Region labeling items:
* start *

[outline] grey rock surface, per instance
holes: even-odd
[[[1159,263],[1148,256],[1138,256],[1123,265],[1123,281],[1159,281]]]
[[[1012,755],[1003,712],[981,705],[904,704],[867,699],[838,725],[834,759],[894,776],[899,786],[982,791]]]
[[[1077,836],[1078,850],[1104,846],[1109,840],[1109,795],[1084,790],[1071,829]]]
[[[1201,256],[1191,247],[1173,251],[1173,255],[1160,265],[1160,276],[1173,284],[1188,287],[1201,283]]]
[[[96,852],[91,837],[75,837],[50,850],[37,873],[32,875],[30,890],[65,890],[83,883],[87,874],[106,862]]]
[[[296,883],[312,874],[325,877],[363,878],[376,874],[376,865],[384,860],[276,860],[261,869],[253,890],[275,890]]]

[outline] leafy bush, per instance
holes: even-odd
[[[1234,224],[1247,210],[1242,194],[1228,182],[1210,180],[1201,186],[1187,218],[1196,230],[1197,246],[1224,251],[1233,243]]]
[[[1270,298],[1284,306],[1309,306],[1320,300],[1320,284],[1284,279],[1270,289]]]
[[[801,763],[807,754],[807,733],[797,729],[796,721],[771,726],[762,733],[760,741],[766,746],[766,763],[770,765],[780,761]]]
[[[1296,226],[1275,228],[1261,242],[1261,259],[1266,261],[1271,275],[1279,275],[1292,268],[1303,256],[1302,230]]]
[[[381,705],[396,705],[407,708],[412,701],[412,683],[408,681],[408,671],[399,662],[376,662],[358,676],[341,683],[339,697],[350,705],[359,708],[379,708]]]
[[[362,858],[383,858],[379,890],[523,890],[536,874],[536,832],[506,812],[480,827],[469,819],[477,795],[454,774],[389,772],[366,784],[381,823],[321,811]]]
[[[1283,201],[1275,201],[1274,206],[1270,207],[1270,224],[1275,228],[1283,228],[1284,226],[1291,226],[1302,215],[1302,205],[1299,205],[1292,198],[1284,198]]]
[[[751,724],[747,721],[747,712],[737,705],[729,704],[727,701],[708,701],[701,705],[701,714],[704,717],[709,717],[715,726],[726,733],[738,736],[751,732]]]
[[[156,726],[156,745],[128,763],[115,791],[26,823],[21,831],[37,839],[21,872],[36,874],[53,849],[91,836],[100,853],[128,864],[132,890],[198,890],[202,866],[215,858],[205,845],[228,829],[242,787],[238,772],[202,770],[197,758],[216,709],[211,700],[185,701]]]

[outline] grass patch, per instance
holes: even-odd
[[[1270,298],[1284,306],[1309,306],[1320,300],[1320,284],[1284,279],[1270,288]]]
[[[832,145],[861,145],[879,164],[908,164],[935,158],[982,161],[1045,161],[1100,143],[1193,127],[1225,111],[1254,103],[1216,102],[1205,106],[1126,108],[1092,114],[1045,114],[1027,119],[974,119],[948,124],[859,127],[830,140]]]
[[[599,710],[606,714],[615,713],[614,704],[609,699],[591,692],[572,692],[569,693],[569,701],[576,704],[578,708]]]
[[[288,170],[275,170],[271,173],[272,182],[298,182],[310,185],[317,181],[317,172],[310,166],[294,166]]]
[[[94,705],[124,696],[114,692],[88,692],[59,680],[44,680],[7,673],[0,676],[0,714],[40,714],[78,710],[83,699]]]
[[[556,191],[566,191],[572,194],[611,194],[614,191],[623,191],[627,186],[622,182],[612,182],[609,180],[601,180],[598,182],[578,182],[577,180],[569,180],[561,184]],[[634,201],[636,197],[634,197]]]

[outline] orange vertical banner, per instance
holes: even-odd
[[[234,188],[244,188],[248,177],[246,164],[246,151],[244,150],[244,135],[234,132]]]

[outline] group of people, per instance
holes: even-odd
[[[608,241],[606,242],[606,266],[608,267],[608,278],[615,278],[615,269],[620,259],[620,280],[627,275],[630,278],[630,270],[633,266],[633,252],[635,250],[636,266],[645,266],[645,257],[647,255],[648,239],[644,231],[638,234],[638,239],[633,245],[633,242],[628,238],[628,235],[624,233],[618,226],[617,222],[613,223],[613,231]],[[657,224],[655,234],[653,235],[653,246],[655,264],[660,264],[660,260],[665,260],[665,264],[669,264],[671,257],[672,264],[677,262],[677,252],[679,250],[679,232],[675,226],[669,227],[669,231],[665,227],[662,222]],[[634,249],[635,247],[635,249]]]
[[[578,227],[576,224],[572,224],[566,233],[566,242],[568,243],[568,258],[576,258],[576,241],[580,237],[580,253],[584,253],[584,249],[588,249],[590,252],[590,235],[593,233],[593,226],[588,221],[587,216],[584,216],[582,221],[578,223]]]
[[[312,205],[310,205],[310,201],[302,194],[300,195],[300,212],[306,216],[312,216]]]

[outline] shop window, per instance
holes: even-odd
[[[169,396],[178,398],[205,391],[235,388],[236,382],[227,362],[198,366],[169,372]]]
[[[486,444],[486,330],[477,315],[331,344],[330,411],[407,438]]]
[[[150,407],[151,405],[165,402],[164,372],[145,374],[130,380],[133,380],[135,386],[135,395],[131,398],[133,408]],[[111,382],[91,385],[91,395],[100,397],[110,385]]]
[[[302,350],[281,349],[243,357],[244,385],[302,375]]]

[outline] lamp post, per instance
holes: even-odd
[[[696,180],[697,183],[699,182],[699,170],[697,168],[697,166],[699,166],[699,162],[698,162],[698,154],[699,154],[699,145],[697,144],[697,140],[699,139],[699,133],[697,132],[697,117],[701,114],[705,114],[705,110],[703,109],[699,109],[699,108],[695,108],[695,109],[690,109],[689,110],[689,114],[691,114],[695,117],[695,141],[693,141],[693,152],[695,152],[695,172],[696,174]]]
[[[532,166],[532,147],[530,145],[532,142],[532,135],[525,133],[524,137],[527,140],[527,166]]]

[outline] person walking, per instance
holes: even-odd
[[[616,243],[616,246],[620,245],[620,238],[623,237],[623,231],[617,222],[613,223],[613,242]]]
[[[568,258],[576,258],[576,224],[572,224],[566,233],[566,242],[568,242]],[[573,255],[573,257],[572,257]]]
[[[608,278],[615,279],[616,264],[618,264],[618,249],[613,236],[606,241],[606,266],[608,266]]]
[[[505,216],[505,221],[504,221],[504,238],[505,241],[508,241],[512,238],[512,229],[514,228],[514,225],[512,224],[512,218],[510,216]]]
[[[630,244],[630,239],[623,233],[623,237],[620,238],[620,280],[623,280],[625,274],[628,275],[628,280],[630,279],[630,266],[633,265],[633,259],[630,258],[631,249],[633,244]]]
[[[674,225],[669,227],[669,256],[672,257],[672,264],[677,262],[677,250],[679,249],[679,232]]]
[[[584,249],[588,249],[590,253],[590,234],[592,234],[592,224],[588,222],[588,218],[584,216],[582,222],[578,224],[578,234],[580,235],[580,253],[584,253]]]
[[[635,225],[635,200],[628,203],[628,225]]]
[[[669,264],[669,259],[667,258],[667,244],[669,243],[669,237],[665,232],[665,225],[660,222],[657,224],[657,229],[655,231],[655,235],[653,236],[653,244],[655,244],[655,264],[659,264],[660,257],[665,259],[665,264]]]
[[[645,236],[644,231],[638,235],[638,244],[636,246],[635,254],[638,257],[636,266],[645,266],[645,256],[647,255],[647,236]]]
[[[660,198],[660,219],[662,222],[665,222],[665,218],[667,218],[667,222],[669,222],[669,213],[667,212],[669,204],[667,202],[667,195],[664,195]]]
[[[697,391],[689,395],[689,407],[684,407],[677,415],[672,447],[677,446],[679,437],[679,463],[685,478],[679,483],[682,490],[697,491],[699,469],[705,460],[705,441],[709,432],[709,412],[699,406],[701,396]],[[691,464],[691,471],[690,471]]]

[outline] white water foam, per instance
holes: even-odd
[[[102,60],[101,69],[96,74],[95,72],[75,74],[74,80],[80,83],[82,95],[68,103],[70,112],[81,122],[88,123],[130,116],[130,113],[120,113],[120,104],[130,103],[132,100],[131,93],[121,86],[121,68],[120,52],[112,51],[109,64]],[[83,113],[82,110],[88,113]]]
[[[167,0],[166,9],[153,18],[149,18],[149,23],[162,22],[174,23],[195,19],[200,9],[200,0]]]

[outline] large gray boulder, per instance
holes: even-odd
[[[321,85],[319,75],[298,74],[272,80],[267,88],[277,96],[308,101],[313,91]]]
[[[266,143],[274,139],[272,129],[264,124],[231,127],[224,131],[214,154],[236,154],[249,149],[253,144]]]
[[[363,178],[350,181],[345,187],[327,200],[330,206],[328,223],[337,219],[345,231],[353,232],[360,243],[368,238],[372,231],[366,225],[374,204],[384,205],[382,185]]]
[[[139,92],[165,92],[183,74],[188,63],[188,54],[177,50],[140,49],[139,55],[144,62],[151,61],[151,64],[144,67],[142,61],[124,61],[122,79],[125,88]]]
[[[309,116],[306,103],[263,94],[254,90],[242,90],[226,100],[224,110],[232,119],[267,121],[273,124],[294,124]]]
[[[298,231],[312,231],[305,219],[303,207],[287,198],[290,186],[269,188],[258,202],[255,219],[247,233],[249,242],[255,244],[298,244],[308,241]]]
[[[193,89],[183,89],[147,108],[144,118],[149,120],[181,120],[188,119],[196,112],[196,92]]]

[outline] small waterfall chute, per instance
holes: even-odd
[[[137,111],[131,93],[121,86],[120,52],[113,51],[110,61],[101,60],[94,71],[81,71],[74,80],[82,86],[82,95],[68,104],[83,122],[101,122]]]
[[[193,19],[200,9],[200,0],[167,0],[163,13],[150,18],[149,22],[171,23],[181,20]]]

* end *

Only the lines from the one that contains "[outline] white water foam, per instance" to the end of the data should be output, exactly as they appear.

FULL OUTPUT
[outline] white water foam, per instance
holes: even-odd
[[[102,60],[101,69],[96,74],[95,72],[75,74],[74,80],[80,83],[82,95],[68,103],[70,112],[81,122],[88,123],[130,116],[130,113],[120,113],[120,104],[130,103],[132,100],[131,93],[121,86],[121,68],[120,52],[112,51],[109,64]],[[83,113],[82,110],[88,113]]]
[[[167,0],[166,9],[153,18],[149,18],[149,23],[162,22],[174,23],[195,19],[200,9],[200,0]]]

[outline] large gray boulder, per instance
holes: even-odd
[[[321,85],[319,75],[298,74],[272,80],[267,88],[277,96],[308,101],[313,91]]]
[[[266,143],[274,139],[272,129],[264,124],[231,127],[224,131],[214,154],[236,154],[249,149],[253,144]]]
[[[363,178],[350,181],[345,187],[327,200],[330,206],[328,223],[337,219],[345,231],[353,232],[360,243],[368,238],[372,231],[366,225],[374,204],[384,205],[382,185]]]
[[[139,92],[165,92],[183,74],[188,63],[188,54],[177,50],[140,49],[139,55],[144,62],[151,61],[151,64],[144,67],[142,61],[124,61],[122,79],[125,88]]]
[[[309,116],[306,103],[263,94],[254,90],[242,90],[226,100],[224,110],[232,119],[267,121],[273,124],[294,124]]]
[[[298,231],[312,231],[305,219],[303,207],[287,198],[290,186],[269,188],[258,202],[255,219],[247,233],[249,242],[255,244],[298,244],[308,241]]]
[[[193,89],[183,89],[147,108],[144,118],[149,120],[181,120],[188,119],[196,112],[196,92]]]

[outline] small waterfall chute, per instance
holes: even-odd
[[[137,111],[131,93],[121,86],[120,52],[113,51],[110,61],[101,60],[94,71],[81,71],[74,80],[82,86],[82,95],[68,104],[83,122],[101,122]]]
[[[193,19],[200,9],[200,0],[167,0],[163,13],[150,18],[149,22],[171,23],[181,20]]]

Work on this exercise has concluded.